ACTION ITEM » Output the entries exactly. Start at the first line, finish with the line containing "Target: yellowing grape leaf", and omit the pictures.

Records from a data collection:
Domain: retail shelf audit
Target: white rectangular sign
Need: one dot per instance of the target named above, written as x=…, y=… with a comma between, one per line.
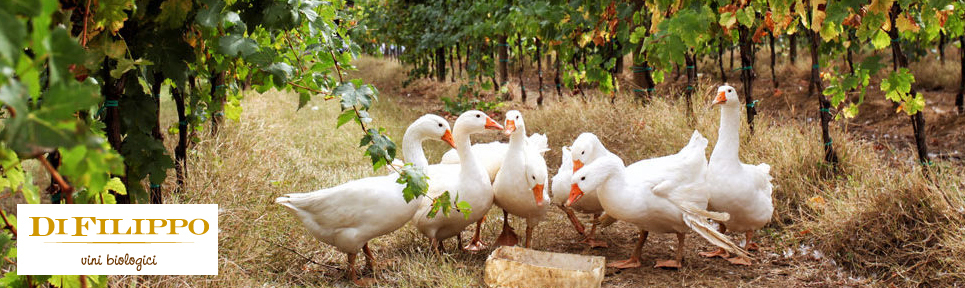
x=134, y=239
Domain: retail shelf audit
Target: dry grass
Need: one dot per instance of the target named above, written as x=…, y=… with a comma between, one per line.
x=879, y=218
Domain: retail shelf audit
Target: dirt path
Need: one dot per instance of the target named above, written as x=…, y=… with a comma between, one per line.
x=775, y=265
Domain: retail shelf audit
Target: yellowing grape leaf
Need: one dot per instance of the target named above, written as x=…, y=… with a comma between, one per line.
x=818, y=14
x=880, y=6
x=727, y=20
x=853, y=20
x=905, y=24
x=110, y=15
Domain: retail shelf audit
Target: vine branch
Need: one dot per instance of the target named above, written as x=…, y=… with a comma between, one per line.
x=64, y=188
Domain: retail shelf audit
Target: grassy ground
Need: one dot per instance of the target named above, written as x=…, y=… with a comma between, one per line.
x=876, y=221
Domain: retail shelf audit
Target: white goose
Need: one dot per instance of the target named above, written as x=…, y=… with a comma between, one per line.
x=586, y=148
x=520, y=185
x=629, y=194
x=561, y=189
x=741, y=190
x=491, y=154
x=466, y=180
x=347, y=216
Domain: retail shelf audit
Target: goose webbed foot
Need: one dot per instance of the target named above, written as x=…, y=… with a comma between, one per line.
x=593, y=243
x=720, y=252
x=743, y=261
x=633, y=262
x=670, y=264
x=508, y=237
x=364, y=282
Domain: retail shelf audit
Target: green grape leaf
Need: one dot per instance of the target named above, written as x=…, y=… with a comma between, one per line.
x=116, y=185
x=746, y=16
x=111, y=14
x=442, y=203
x=881, y=40
x=64, y=51
x=234, y=24
x=850, y=111
x=281, y=72
x=415, y=180
x=381, y=149
x=465, y=208
x=12, y=38
x=347, y=115
x=351, y=96
x=897, y=85
x=728, y=19
x=233, y=109
x=174, y=12
x=914, y=104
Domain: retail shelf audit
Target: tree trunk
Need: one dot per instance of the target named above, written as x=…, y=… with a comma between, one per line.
x=539, y=72
x=691, y=59
x=441, y=64
x=559, y=88
x=219, y=95
x=180, y=151
x=824, y=105
x=452, y=65
x=792, y=43
x=462, y=61
x=747, y=73
x=156, y=197
x=941, y=47
x=960, y=98
x=732, y=58
x=503, y=48
x=522, y=85
x=773, y=60
x=720, y=59
x=112, y=90
x=917, y=120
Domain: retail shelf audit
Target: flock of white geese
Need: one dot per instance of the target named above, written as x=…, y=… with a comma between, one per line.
x=679, y=193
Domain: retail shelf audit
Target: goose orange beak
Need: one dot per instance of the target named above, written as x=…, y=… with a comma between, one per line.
x=490, y=124
x=538, y=194
x=721, y=98
x=448, y=138
x=577, y=164
x=510, y=127
x=575, y=195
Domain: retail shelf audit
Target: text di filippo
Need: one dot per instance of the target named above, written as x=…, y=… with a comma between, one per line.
x=170, y=239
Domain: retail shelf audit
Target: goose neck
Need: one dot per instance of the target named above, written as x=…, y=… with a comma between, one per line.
x=412, y=149
x=469, y=164
x=728, y=138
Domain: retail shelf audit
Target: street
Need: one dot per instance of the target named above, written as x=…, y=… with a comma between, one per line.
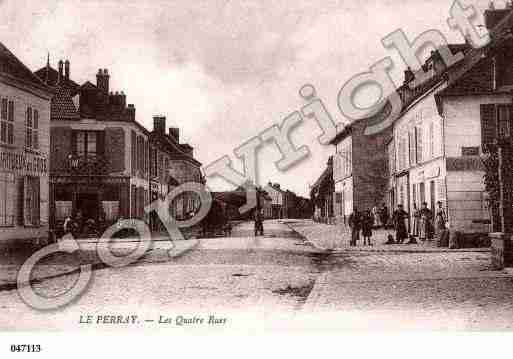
x=280, y=281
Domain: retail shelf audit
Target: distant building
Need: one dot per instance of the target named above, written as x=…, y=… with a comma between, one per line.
x=278, y=199
x=321, y=194
x=360, y=172
x=24, y=151
x=172, y=164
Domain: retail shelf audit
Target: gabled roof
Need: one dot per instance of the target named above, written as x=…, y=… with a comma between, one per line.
x=10, y=65
x=174, y=149
x=236, y=198
x=50, y=76
x=88, y=85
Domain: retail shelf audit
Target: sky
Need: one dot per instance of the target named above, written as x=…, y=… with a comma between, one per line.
x=223, y=71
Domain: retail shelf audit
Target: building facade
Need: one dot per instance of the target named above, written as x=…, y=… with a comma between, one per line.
x=360, y=172
x=439, y=138
x=321, y=195
x=24, y=151
x=277, y=196
x=172, y=164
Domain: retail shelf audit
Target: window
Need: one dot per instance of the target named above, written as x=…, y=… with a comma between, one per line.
x=7, y=191
x=32, y=128
x=431, y=140
x=31, y=203
x=86, y=143
x=504, y=130
x=411, y=143
x=7, y=122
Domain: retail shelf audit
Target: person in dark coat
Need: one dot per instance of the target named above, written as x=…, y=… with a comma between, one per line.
x=367, y=224
x=399, y=218
x=259, y=223
x=425, y=222
x=354, y=222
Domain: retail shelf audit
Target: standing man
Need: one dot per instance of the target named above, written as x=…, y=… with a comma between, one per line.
x=355, y=224
x=384, y=215
x=399, y=218
x=440, y=217
x=425, y=217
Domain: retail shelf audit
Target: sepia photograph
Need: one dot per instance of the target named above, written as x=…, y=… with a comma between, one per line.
x=221, y=166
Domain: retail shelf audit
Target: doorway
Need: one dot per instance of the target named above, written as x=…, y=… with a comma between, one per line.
x=87, y=203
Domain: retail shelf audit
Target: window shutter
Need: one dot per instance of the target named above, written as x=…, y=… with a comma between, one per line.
x=411, y=144
x=74, y=143
x=488, y=124
x=418, y=139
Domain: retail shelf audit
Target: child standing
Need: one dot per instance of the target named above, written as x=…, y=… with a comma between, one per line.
x=367, y=223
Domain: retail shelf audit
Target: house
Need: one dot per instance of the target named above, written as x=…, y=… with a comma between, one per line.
x=445, y=124
x=24, y=151
x=359, y=167
x=171, y=164
x=277, y=196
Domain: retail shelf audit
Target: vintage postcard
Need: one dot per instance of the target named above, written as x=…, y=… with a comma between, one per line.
x=238, y=166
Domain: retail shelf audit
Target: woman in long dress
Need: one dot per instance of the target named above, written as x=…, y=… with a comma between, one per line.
x=399, y=219
x=441, y=218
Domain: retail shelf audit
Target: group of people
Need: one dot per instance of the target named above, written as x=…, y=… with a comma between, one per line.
x=424, y=224
x=77, y=225
x=380, y=216
x=259, y=222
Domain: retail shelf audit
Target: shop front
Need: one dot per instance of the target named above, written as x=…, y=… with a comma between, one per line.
x=103, y=199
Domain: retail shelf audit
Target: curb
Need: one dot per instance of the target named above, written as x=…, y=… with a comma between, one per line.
x=392, y=251
x=94, y=266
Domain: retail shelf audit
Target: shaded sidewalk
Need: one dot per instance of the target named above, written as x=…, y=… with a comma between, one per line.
x=61, y=263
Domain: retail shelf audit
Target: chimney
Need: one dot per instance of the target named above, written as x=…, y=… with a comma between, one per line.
x=102, y=80
x=66, y=69
x=123, y=100
x=159, y=124
x=175, y=133
x=61, y=75
x=131, y=112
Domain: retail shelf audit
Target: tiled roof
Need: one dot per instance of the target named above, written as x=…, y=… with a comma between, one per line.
x=62, y=106
x=11, y=65
x=237, y=198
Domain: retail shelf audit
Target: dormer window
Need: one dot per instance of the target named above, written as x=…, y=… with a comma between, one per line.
x=32, y=128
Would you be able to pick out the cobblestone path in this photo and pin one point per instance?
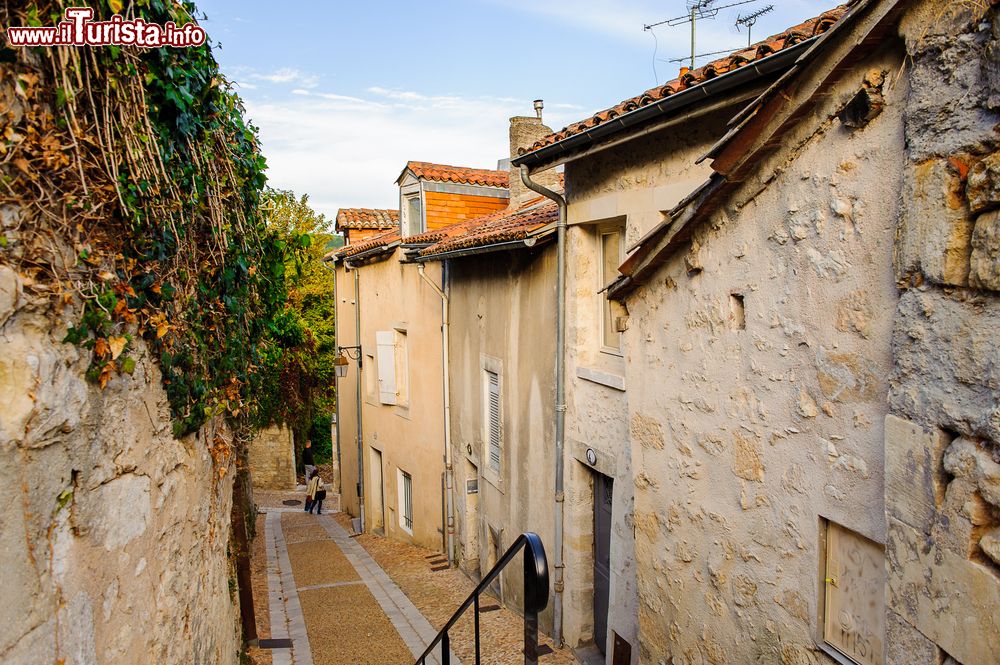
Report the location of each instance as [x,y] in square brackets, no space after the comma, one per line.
[363,600]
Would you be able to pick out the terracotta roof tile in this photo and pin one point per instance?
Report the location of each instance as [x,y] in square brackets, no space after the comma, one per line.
[688,78]
[381,240]
[503,226]
[458,174]
[366,218]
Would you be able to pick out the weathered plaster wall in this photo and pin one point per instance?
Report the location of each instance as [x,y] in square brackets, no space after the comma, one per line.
[641,180]
[113,535]
[272,459]
[942,442]
[633,187]
[410,434]
[763,353]
[347,403]
[596,419]
[503,312]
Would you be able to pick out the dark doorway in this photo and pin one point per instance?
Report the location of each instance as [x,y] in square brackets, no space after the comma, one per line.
[603,491]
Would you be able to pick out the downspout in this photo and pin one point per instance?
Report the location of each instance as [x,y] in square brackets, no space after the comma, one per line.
[336,410]
[361,465]
[560,496]
[445,371]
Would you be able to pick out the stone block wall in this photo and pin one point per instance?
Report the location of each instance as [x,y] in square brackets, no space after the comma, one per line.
[113,534]
[272,459]
[942,439]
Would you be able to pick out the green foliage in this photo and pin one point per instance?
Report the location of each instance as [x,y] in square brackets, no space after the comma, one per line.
[319,434]
[161,190]
[299,363]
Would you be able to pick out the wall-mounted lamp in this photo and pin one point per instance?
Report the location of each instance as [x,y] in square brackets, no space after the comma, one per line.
[340,363]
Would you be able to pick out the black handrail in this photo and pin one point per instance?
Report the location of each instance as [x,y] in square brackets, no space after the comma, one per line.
[536,597]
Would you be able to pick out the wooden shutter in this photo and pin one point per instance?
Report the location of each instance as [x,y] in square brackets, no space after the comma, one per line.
[386,360]
[493,406]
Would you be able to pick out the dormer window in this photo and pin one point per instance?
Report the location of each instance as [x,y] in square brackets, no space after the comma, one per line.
[413,222]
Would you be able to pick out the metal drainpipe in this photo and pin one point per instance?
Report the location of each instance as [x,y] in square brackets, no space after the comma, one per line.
[449,474]
[361,465]
[558,564]
[336,331]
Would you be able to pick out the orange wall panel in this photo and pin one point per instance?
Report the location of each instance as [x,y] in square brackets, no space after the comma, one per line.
[444,209]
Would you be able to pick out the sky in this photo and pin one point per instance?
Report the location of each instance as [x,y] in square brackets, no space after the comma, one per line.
[345,93]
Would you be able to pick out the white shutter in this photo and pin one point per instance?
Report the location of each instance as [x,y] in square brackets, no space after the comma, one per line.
[493,405]
[386,361]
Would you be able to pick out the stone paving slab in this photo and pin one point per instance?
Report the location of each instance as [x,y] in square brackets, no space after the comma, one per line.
[336,637]
[412,626]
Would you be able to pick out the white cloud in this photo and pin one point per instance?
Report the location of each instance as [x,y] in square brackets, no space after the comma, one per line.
[285,75]
[347,151]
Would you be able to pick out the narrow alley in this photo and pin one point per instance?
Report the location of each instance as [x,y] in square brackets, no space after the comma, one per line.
[325,596]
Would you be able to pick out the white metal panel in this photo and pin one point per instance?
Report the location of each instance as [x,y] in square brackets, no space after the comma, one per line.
[493,405]
[386,360]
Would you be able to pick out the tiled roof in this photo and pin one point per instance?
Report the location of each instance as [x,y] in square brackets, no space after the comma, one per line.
[689,78]
[366,218]
[503,226]
[458,174]
[381,240]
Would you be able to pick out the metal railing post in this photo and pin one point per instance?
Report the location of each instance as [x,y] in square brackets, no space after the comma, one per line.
[476,609]
[536,597]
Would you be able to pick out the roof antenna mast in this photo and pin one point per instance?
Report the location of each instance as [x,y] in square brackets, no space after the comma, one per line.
[750,19]
[697,9]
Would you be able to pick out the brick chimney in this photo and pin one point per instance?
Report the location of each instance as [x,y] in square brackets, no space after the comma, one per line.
[524,131]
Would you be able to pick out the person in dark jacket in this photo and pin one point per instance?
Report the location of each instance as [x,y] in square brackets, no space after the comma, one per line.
[307,460]
[315,493]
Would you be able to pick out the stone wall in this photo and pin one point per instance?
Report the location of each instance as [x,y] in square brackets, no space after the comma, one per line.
[942,442]
[272,459]
[763,353]
[113,534]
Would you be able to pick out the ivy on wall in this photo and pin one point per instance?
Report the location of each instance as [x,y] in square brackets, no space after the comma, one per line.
[142,161]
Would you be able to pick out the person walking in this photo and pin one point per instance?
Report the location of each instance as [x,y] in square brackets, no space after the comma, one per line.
[317,492]
[312,489]
[307,460]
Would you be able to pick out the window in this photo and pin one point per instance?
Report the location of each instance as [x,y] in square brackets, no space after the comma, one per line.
[493,430]
[611,258]
[401,359]
[369,374]
[853,580]
[413,222]
[386,354]
[406,501]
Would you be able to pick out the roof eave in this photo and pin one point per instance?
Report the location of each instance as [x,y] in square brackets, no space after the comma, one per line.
[370,253]
[564,150]
[532,240]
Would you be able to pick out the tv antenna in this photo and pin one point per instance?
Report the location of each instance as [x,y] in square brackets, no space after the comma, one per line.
[697,9]
[750,19]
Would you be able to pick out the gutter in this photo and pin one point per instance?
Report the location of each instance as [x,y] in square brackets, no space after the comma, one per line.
[361,465]
[336,404]
[561,151]
[560,495]
[530,241]
[361,256]
[449,473]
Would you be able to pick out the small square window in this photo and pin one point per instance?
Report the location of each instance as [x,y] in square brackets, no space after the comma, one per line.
[852,603]
[611,258]
[413,222]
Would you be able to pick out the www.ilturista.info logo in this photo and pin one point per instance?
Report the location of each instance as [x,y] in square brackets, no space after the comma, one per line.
[79,30]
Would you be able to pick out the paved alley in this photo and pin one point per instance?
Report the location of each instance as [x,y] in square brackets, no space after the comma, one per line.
[339,603]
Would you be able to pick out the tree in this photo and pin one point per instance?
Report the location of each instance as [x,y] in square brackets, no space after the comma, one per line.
[301,390]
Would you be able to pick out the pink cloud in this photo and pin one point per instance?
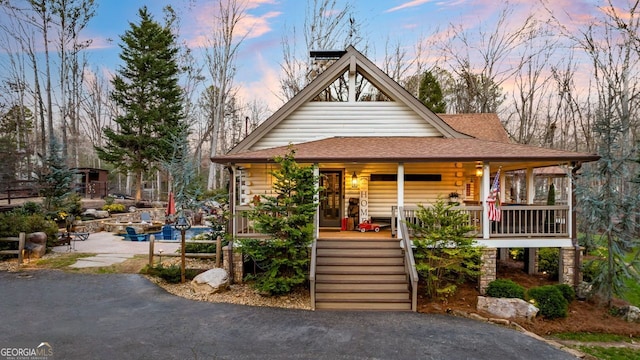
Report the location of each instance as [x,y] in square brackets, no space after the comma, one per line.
[407,5]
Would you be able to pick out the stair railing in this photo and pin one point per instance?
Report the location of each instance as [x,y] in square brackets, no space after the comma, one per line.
[409,260]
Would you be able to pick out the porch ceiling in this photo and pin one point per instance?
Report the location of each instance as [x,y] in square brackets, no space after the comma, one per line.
[413,149]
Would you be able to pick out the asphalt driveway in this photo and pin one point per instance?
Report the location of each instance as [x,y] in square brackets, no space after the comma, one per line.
[126,317]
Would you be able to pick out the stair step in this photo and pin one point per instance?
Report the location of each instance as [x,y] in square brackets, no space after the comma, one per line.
[363,306]
[359,261]
[357,244]
[363,297]
[360,269]
[369,253]
[361,278]
[362,288]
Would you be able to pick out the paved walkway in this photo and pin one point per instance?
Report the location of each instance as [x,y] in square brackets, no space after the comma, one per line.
[119,316]
[111,249]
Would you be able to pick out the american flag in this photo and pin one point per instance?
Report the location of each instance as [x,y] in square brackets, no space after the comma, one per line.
[493,200]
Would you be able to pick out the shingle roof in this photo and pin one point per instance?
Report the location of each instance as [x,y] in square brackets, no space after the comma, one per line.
[480,126]
[407,149]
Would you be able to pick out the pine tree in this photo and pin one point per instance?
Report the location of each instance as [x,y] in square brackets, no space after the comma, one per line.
[146,89]
[430,93]
[288,217]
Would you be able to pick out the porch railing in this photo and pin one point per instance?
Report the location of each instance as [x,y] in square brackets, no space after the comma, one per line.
[409,261]
[517,220]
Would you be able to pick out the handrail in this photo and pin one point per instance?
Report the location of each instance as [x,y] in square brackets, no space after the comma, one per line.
[409,260]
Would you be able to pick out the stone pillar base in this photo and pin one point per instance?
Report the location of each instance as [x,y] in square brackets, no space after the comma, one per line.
[567,266]
[488,269]
[233,263]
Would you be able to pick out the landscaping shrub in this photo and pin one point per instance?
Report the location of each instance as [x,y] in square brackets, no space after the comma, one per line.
[114,208]
[548,261]
[505,288]
[567,292]
[550,301]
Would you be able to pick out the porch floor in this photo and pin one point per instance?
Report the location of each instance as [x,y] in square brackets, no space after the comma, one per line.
[354,234]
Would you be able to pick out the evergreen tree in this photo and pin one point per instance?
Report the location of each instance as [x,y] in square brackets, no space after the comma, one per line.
[55,179]
[430,93]
[288,217]
[146,89]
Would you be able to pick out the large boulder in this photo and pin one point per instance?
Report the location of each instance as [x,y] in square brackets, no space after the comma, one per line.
[211,281]
[631,313]
[507,308]
[36,245]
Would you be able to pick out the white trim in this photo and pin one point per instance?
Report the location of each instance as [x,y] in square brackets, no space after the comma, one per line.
[485,188]
[528,242]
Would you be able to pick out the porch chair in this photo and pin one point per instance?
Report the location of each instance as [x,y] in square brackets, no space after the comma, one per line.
[131,235]
[145,217]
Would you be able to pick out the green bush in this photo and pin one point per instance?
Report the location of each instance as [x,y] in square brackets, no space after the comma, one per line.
[567,292]
[548,261]
[505,288]
[114,208]
[171,274]
[550,301]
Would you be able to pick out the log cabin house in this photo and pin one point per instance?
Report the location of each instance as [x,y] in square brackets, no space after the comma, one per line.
[380,152]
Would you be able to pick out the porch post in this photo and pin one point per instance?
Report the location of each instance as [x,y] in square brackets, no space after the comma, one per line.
[400,195]
[531,187]
[316,198]
[484,191]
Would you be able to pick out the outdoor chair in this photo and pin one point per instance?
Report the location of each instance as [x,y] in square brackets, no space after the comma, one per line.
[145,217]
[131,235]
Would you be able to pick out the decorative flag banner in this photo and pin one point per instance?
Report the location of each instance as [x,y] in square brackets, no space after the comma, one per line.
[493,200]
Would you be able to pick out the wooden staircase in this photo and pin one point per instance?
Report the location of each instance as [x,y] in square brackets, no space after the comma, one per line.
[361,274]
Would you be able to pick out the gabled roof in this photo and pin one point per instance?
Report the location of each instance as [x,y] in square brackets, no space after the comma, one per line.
[352,60]
[409,149]
[479,126]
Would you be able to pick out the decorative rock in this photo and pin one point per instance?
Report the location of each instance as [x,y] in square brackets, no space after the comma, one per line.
[36,244]
[211,281]
[507,308]
[631,313]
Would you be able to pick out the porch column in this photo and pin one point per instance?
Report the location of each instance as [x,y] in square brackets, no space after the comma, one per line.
[316,198]
[531,187]
[484,191]
[488,269]
[400,195]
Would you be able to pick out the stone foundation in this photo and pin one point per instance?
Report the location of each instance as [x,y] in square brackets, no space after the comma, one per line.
[488,269]
[237,273]
[567,266]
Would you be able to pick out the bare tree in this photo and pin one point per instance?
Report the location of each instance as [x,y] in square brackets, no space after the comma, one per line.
[221,56]
[326,27]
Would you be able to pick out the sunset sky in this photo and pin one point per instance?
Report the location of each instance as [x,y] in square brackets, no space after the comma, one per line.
[261,52]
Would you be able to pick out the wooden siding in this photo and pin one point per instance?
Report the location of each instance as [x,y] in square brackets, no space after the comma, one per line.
[321,120]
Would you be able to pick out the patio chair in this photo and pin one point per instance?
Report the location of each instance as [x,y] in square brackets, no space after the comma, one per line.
[131,235]
[145,217]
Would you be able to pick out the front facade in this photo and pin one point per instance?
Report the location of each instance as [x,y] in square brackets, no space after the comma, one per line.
[381,153]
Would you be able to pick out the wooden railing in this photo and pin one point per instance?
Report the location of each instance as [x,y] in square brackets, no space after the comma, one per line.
[409,261]
[516,221]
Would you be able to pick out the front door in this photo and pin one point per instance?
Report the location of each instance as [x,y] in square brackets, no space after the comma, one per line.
[331,198]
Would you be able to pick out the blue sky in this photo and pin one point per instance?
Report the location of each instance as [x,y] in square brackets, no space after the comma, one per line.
[261,52]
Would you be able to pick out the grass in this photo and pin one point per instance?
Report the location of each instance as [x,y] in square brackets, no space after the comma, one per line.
[62,261]
[610,353]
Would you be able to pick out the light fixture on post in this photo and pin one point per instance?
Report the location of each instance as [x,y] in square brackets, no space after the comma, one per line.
[478,169]
[182,225]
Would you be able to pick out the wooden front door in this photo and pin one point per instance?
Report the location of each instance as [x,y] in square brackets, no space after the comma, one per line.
[331,198]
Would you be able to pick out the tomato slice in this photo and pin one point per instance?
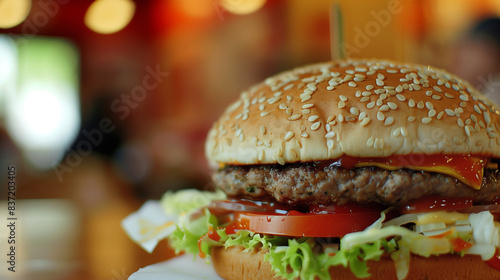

REPLY TO THE EXERCISE »
Domain: retail shelf audit
Target: white rectangular sign
Need: one dot per instance of the target named above, written as x=…, y=… with a comma between, one per line.
x=134, y=239
Domain: retail shelf audit
Target: dry grass
Need: one dot per instance of the target named above, written as x=…, y=… with a comma between, one per line.
x=879, y=218
Domain: retail shelf audit
Target: dirt path
Need: one dot per instance of the target named above, written as x=…, y=… with a comma between, one per line.
x=775, y=265
Domain: retail shelf audit
Target: yellowing grape leaf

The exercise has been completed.